▸ **PROBLEM A**
In the Ghostbusters review, explain why Dr. Raymond Stantz frets when the university funding for the paranormal studies is yanked.

▸ **PAGE**
Once upon a time, boys and girls, longer ago than most people remember, there was a time when the release of a movie starring Saturday Night Live alum was cause for celebration, and not a sign of the apocalypse. We ancient Xers remember this, my sweet little Millennial children, because a single film of this nature is, perhaps, the sardonic base upon which the entirety of Xer culture is built.

“Back off, man, I’m a scientist.”

Would The X-Files exist without 1984’s Ghostbusters? Would Buffy? Would world-weary sarcasm and snarky self-reference ever have reached the level of art form if not for Peter Venkman? The answers, okay, more than likely, are Yes, Yes, and Yes. But they’ll all more fun because Ghostbusters seared its way through our impressionable adolescent brains at just the right time to inflict the most grievous psychological injury.

“Let’s split up.”

“Right, we can cause more damage that way.”

Science is a scam to Dr. Peter Venkman (Bill Murray: Cradle Will Rock, Rushmore), a way to pick up chicks. Science is an all-consuming passion for Dr. Egon Spengler (Harold Ramis: As Good as It Gets). Science is a way to avoid real work for Dr. Raymond Stantz (Dan Aykroyd: Grosse Pointe Blank, Driving Miss Daisy) — “they expect results” in the private sector, he frets when the university funding for their studies into the paranormal is yanked. So they start up Ghostbusters, a firm that provides “professional paranormal investigations and eliminations.” They go to town, zapping “pretty pesky poltergeists” all over the Big Apple, using some of the coolest gadgets ever invented for a movie — including pocket-size ghost traps and backpack nuclear accelerators — and technobabble — like “free-floating, full-torso, vaporous apparition” — that would stand unchallenged for years in the annals of science fiction as the finest ever uttered.*

“He slimed me.”

The boys are a hit, and their rise to fame and glory is chronicled in one of the most effective montage sequences ever spliced together: Intercut with the bejumpsuited Ghostbusters dragging their steaming spirit traps through famous New York City landmarks and neighborhoods are spot-on parody covers of publications from USA Today to the New York Post, Omni to Atlantic Monthly — you’re not famous until you hit the cover of Time, and our heroes do. But evil things are brewing: the refrigerator in Dana Barrett’s (Sigourney Weaver: Galaxy Quest, The Ice Storm) Central Park West penthouse has been taken over by a demon named Zuul, and he won’t be happy till he sponsors carnage on a massive scale. The Ghostbusters have their work cut out for them.

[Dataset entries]
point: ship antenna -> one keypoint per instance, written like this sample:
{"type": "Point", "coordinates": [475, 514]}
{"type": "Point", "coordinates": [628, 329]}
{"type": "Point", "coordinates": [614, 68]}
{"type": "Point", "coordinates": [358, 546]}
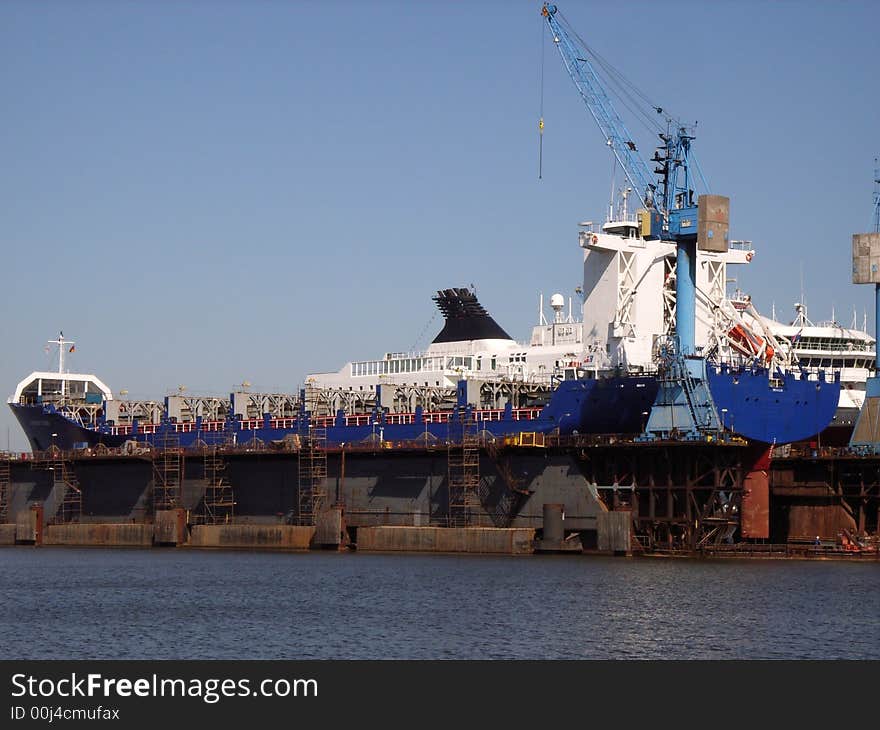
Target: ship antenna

▸ **PROBLEM B**
Put the lines of the dataset entries above into a numbered list, skipping blank lines and leaving the pictures out.

▸ **RIGHT ANSWER A**
For Stantz, science is a way to avoid real work. Losing the university funding pushes him toward the private sector, where, as he puts it, "they expect results."

▸ **RIGHT ANSWER B**
1. point: ship antenna -> one keypoint per instance, written like this sample:
2. {"type": "Point", "coordinates": [475, 514]}
3. {"type": "Point", "coordinates": [628, 329]}
4. {"type": "Point", "coordinates": [614, 68]}
5. {"type": "Point", "coordinates": [358, 546]}
6. Target: ship antenna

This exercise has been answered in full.